**DOCUMENT**
* * * * *

Python NumPy Exercise with Solution by DZONE

Python NumPy Exercise

Question 1: How to import a dataset with numbers and texts keeping the text intact in python numpy?

Note: Import the iris dataset keeping the text intact.

    
Solution
url = 'https://pythontraining.dzone.co.in/tutorial/exercises/numpy/iris.data'
iris = np.genfromtxt(url, delimiter=',', dtype='object')
names = ('sepallength', 'sepalwidth', 'petallength', 'petalwidth', 'species')

# Print the first 3 rows
iris[:3]
#> array([[b'5.1', b'3.5', b'1.4', b'0.2', b'Iris-setosa'],
#>        [b'4.9', b'3.0', b'1.4', b'0.2', b'Iris-setosa'],
#>        [b'4.7', b'3.2', b'1.3', b'0.2', b'Iris-setosa']], dtype=object)

* * * * *

**RECORDS**
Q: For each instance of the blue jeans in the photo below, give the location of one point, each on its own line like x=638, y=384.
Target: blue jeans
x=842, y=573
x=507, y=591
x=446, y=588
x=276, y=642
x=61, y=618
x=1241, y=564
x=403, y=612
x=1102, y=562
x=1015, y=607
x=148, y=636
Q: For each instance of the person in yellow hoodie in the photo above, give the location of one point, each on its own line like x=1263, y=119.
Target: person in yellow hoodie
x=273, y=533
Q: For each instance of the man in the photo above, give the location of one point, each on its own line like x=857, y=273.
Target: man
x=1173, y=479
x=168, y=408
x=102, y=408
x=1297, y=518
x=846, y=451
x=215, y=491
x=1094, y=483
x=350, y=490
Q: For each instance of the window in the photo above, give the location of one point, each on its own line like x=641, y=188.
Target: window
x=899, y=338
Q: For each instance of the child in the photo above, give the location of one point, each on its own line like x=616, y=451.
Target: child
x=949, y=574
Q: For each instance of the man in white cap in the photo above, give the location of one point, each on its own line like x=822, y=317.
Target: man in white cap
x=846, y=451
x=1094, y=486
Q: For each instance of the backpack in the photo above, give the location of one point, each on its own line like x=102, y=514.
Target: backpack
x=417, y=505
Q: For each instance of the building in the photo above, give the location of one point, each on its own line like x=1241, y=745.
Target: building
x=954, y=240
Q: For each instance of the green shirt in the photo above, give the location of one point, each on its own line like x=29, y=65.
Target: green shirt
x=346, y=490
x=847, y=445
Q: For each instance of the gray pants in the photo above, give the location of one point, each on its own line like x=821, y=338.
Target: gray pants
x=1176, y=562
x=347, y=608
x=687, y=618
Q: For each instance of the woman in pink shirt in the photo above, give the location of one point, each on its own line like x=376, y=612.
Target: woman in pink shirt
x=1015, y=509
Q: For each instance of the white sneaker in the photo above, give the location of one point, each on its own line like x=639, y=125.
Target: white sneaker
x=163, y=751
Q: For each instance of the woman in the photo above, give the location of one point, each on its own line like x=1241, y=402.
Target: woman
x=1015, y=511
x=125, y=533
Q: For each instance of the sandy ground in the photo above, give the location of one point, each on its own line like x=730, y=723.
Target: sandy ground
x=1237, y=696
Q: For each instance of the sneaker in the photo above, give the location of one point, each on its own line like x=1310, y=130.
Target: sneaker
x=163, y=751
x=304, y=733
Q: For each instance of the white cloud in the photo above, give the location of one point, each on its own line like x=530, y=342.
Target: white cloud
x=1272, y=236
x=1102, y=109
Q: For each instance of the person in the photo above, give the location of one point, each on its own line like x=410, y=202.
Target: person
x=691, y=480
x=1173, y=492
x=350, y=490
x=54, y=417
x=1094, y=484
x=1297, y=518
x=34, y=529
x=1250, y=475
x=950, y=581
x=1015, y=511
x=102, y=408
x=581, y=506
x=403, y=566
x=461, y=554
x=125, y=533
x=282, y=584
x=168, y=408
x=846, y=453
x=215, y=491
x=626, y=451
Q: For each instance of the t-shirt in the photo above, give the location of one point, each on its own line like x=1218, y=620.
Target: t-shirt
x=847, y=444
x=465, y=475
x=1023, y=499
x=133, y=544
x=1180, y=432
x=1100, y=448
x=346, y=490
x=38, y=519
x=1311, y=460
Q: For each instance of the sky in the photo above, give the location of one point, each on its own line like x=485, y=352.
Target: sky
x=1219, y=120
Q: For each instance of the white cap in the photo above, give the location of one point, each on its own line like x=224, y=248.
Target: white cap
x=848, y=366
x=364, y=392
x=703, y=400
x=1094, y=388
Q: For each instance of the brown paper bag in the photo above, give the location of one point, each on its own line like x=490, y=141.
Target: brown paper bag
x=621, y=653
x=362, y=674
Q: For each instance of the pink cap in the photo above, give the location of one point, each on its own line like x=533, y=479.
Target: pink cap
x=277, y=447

* * * * *

**EXERCISE REQUIREMENTS**
a - In the NumPy exercise, what dtype is passed to np.genfromtxt when the iris dataset is imported?
b - From the records, return verbatim the lines from the one containing "Q: For each instance of the gray" up to and including the one containing "x=687, y=618".

**OUTPUTS**
a - 'object'

b -
Q: For each instance of the gray pants in the photo above, give the location of one point, each on its own line like x=821, y=338.
Target: gray pants
x=1176, y=562
x=347, y=608
x=687, y=618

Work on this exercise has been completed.